- [EXERCISE DIRECTIONS]: From the first entry to the last, copy the material exactly as it stands.

- [WORKING DATA]:
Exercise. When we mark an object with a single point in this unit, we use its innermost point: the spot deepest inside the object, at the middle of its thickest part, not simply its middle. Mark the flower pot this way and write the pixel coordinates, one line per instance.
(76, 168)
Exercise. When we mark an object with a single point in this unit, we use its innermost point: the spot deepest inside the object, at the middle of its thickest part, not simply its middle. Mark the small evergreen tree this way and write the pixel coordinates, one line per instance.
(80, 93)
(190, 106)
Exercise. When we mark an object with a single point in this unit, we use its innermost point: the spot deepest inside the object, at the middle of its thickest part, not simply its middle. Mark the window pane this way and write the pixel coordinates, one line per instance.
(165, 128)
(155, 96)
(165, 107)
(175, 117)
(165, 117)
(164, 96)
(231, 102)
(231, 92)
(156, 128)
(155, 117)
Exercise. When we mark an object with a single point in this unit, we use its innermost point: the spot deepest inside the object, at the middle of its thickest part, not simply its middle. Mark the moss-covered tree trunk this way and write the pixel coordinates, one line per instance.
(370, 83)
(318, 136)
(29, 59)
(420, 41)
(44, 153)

- [RESPONSE FOR THIS EXERCISE]:
Exercise. When we mark an object with a single point in this unit, we use its innermost point: the spot deepest inside the object, at the middle of its thickest part, not simply its middle. Mark the flower pot this way and write the pixel coordinates, one line per instance.
(76, 168)
Exercise. When we mark an object with a single point in this unit, we use its innermost point: the spot deepest inside the object, at the middle of its thickest part, not simply its middle. Mark the small evergreen tree this way and write the pixel coordinates, one line per instance.
(80, 93)
(190, 106)
Exercise. When we mark an object with a single point in this unit, we use its innermost point: the spot deepest inside the object, at the middle of its thickest part, not simply its middle. Mark the window pane this way and write the pixel coordinates, one line per instance.
(165, 128)
(155, 96)
(165, 107)
(175, 117)
(165, 117)
(164, 96)
(231, 102)
(231, 92)
(156, 128)
(155, 117)
Exercise. When we mark an object with a single point in this unit, we use its innermost point: the spot deepest inside the object, at the middle of its thickest part, not simply its middle. Mark the moss-covered tree trunk this way and write the pixel coordinates, one line per instance.
(370, 83)
(318, 136)
(29, 59)
(420, 41)
(44, 153)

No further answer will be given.